**Work to be completed:** Please pick out every row below that contains the word "beak", and copy each one in full.
## begin Items
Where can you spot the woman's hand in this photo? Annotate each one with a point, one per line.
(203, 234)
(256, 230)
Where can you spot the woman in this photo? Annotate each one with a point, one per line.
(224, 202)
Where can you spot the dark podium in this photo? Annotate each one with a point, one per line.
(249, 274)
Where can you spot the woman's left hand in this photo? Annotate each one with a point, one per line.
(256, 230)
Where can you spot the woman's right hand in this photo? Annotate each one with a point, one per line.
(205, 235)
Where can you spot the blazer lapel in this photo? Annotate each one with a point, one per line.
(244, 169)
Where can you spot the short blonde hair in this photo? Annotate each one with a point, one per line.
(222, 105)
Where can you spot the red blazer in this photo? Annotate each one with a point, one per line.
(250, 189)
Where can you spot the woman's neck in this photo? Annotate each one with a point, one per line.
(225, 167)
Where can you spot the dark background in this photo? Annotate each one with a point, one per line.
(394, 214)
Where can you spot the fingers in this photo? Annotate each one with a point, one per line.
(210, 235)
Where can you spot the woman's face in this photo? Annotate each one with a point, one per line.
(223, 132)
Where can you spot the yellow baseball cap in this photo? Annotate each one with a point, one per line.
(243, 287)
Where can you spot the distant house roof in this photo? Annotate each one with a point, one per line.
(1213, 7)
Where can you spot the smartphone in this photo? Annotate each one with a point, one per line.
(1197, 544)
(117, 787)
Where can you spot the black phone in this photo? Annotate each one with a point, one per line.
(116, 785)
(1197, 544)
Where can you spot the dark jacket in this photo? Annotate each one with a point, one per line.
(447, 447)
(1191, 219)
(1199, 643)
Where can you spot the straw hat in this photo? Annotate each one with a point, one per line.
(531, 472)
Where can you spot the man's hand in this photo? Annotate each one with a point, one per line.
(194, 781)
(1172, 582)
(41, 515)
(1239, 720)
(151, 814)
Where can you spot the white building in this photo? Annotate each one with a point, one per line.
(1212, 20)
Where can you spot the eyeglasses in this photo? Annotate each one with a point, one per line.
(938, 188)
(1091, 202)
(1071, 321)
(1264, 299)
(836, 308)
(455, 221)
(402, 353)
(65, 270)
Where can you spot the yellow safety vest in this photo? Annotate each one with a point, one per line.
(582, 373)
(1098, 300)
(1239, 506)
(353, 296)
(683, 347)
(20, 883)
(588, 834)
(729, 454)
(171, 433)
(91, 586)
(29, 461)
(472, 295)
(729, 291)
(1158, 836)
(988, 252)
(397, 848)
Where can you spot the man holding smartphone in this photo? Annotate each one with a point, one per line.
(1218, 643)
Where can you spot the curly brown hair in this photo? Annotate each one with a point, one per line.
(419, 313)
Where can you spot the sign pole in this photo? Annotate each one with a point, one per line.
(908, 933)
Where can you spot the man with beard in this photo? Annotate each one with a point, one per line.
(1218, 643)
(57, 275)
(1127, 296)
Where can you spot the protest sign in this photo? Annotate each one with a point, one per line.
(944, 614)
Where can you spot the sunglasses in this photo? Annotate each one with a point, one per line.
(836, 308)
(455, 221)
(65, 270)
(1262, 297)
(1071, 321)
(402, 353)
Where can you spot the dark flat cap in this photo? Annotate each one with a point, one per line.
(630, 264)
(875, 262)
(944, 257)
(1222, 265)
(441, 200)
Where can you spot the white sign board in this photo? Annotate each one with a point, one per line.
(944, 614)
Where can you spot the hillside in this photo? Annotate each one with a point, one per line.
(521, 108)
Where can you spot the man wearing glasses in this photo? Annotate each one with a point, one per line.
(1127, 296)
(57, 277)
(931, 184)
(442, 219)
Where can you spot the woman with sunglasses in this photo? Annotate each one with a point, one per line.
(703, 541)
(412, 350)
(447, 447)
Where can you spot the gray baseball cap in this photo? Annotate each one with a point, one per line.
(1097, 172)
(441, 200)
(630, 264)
## end Items
## begin Items
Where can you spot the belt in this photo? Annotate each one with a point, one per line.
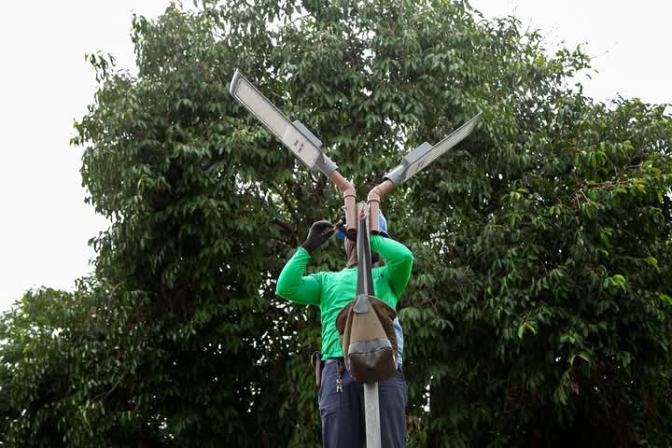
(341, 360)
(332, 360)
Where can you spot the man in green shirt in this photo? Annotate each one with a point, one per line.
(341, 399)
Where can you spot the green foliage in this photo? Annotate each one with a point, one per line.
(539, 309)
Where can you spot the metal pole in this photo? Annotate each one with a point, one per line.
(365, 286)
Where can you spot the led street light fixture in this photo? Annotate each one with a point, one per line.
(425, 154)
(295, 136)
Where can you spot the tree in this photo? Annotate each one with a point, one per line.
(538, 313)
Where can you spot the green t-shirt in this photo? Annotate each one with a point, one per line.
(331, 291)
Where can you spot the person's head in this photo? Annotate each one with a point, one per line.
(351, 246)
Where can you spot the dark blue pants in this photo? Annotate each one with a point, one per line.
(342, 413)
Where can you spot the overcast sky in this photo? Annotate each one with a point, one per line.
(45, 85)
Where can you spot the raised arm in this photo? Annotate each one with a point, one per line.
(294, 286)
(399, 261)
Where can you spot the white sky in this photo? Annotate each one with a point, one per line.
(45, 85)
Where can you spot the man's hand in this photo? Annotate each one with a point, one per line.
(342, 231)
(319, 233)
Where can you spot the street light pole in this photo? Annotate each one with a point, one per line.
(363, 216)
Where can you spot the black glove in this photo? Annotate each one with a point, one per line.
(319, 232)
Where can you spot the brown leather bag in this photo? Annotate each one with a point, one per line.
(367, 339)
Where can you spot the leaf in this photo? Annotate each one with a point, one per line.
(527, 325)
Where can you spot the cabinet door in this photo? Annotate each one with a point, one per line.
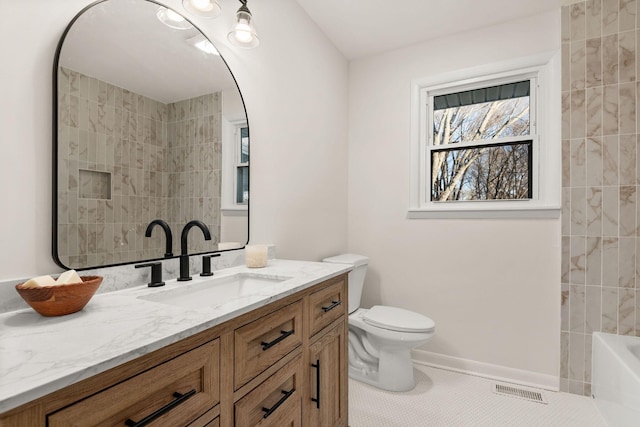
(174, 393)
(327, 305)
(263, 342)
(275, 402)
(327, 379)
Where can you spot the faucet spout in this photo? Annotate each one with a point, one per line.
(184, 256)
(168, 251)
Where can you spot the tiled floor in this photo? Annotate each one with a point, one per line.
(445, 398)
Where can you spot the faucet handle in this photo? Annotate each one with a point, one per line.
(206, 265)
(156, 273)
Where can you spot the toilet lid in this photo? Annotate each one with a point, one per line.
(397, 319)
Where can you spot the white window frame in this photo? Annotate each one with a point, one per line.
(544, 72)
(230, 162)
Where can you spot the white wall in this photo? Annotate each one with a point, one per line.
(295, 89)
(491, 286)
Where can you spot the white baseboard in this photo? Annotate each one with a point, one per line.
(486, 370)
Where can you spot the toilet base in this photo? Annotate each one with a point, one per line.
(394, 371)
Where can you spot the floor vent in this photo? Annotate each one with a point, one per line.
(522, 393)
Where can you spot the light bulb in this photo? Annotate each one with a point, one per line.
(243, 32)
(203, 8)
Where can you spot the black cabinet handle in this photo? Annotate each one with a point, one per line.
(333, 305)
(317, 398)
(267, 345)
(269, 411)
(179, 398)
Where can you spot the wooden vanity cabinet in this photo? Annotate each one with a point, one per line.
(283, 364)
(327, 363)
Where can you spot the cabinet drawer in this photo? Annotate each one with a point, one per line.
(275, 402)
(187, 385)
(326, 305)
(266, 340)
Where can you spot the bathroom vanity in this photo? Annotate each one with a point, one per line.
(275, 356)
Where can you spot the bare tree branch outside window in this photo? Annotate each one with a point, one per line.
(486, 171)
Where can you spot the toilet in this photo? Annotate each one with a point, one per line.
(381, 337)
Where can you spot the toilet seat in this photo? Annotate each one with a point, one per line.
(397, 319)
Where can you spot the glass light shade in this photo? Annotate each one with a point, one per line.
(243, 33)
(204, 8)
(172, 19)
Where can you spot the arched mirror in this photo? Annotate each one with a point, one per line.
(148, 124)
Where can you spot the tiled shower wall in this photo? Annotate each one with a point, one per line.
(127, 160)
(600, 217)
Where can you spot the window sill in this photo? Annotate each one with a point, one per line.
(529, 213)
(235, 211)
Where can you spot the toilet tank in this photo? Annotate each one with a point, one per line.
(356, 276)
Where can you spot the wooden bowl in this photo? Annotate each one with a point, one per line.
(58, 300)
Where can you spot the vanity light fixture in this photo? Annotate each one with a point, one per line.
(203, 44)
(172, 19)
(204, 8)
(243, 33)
## end Items
## begin Items
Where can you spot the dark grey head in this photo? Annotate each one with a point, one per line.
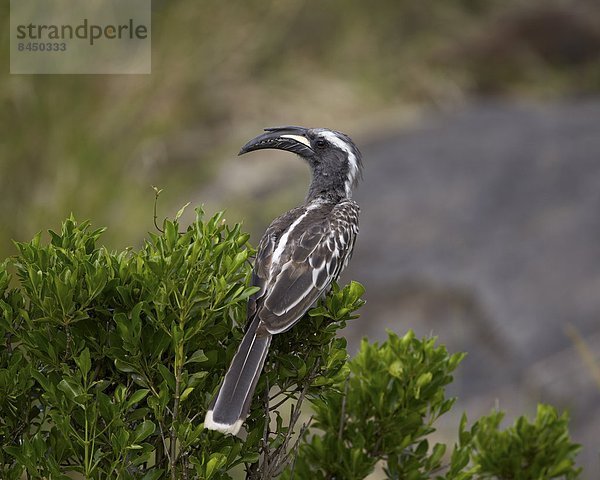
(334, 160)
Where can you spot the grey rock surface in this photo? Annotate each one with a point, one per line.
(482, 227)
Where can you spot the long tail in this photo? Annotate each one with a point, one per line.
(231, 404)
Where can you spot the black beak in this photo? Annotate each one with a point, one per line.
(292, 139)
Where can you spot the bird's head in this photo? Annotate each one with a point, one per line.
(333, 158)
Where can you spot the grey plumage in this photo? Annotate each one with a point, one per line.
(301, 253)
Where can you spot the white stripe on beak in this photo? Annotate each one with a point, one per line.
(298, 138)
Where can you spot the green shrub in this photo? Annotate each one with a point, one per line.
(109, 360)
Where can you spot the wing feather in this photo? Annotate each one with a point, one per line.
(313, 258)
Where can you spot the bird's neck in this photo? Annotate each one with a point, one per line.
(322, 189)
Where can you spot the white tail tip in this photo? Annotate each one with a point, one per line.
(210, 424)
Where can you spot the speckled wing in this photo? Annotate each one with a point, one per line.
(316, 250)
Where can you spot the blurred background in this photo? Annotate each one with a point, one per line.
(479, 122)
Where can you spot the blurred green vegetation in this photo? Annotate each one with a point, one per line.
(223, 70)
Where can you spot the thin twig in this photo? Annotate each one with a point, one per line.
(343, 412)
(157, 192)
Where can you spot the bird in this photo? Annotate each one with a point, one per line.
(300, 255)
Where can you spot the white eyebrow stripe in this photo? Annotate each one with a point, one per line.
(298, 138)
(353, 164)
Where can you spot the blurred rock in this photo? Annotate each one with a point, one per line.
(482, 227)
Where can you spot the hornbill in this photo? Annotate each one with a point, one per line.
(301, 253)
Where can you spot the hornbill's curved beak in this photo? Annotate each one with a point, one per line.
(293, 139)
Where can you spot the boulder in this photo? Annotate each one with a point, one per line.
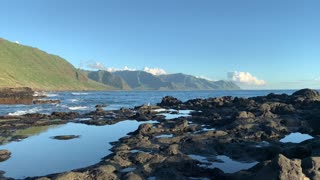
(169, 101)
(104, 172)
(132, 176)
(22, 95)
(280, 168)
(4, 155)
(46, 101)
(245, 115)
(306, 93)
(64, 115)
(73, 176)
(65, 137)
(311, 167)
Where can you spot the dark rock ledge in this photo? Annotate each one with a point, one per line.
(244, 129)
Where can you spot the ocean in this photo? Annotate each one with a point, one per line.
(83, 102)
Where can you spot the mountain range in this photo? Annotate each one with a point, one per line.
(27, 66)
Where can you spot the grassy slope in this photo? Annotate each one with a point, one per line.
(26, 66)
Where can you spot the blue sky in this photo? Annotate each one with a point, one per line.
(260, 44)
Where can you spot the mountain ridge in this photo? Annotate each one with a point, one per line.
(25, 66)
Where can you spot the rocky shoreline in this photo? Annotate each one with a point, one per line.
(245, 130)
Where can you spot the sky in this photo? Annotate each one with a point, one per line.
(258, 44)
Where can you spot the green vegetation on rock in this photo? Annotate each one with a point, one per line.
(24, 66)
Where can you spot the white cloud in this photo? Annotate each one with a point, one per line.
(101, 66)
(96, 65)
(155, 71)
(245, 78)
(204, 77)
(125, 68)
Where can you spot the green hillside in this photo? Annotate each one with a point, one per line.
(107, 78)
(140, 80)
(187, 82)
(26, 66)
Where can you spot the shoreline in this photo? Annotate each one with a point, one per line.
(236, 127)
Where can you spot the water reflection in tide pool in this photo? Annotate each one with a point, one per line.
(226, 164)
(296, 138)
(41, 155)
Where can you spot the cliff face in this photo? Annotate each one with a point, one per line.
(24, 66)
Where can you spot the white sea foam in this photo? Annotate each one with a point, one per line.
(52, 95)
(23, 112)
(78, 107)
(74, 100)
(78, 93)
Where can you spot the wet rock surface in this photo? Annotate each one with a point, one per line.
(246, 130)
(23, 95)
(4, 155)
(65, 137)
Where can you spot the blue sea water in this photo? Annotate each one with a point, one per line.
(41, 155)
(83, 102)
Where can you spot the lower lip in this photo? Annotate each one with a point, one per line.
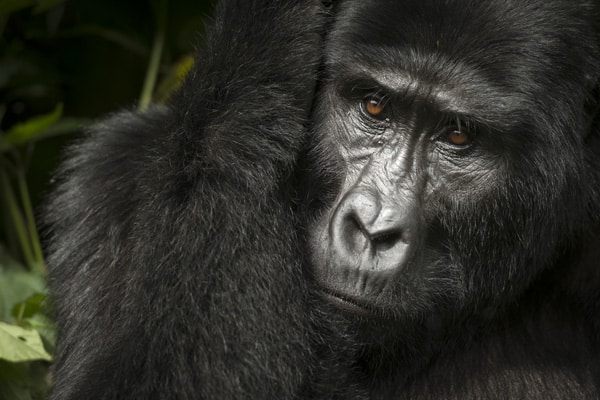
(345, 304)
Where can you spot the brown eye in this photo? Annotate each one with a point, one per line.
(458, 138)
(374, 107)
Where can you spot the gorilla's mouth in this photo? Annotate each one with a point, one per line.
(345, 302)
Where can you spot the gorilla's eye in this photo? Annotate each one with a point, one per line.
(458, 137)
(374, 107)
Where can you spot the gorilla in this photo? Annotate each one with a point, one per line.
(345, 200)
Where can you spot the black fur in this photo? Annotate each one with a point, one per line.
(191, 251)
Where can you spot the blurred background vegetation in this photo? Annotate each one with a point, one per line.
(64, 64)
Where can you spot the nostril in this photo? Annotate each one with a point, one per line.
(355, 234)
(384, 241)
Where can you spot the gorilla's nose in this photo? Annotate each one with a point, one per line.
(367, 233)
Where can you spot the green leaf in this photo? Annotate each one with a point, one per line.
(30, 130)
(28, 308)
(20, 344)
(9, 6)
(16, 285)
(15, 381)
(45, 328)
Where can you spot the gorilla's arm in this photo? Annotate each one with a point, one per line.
## end Items
**Full output:**
Where can you spot the black beak in this photo? Annotate each one with a point, one per line.
Where can you spot the white stripe on beak in this photo? Annotate each one with a point, one per line.
Where can you spot the hornbill's curved beak in this photo? Annotate each one with a point, one per line.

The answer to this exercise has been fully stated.